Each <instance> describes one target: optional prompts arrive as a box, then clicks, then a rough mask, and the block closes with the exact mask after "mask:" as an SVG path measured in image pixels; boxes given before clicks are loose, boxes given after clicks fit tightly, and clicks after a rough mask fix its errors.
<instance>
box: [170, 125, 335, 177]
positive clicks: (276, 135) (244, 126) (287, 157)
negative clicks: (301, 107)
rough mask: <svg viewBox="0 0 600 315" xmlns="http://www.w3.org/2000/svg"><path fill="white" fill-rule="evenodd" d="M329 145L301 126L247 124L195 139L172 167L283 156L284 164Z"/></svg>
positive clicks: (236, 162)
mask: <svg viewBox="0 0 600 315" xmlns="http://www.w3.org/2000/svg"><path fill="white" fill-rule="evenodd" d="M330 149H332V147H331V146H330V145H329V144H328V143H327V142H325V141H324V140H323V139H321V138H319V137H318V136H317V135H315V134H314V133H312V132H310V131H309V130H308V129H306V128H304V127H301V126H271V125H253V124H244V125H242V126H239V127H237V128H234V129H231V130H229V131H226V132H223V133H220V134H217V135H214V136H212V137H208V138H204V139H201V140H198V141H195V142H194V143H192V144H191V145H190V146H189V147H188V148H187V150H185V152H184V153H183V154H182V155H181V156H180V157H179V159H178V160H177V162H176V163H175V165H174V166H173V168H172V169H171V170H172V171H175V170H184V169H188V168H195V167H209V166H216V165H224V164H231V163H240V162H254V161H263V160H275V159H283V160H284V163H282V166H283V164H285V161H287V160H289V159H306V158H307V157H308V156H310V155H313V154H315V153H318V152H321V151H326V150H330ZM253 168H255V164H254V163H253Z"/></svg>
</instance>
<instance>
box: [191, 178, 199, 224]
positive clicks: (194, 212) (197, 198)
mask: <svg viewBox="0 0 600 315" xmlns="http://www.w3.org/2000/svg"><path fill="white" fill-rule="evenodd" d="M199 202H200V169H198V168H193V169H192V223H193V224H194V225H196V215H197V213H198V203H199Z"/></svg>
★ ★ ★ ★
# TASK OBJECTIVE
Give back all the data exactly as written.

# ANSWER BOX
Each <instance> describes one target: optional prompts arrive as a box, then clicks, then a rough mask, and the block closes with the exact mask after "mask:" as an SVG path measured in image pixels; boxes given before clicks are loose, boxes given after clicks fit tightly, and clicks after a rough mask fix its errors.
<instance>
box: [170, 125, 335, 177]
positive clicks: (276, 135) (244, 126) (287, 157)
negative clicks: (301, 107)
rough mask: <svg viewBox="0 0 600 315" xmlns="http://www.w3.org/2000/svg"><path fill="white" fill-rule="evenodd" d="M329 145L301 126L247 124L195 139L172 167L283 156L284 164Z"/></svg>
positive clicks: (236, 162)
mask: <svg viewBox="0 0 600 315" xmlns="http://www.w3.org/2000/svg"><path fill="white" fill-rule="evenodd" d="M330 149H332V147H331V146H330V145H329V144H328V143H327V142H325V141H324V140H323V139H321V138H319V137H318V136H317V135H315V134H314V133H312V132H310V131H309V130H308V129H306V128H304V127H301V126H271V125H253V124H244V125H242V126H239V127H237V128H234V129H231V130H229V131H226V132H223V133H220V134H217V135H214V136H212V137H208V138H204V139H201V140H198V141H195V142H194V143H192V144H191V145H190V146H189V147H188V148H187V150H185V152H184V153H183V154H182V155H181V156H180V157H179V159H178V160H177V162H176V163H175V165H174V166H173V168H172V169H171V170H172V171H175V170H184V169H188V168H195V167H209V166H216V165H224V164H231V163H240V162H254V161H263V160H275V159H283V160H284V163H282V166H283V164H285V161H287V160H289V159H306V158H307V157H308V156H310V155H313V154H315V153H318V152H321V151H326V150H330ZM253 168H255V164H254V163H253Z"/></svg>
</instance>
<instance>
box: [191, 178, 199, 224]
positive clicks: (194, 212) (197, 198)
mask: <svg viewBox="0 0 600 315" xmlns="http://www.w3.org/2000/svg"><path fill="white" fill-rule="evenodd" d="M199 202H200V169H198V168H193V169H192V223H193V224H194V225H196V215H197V213H198V203H199Z"/></svg>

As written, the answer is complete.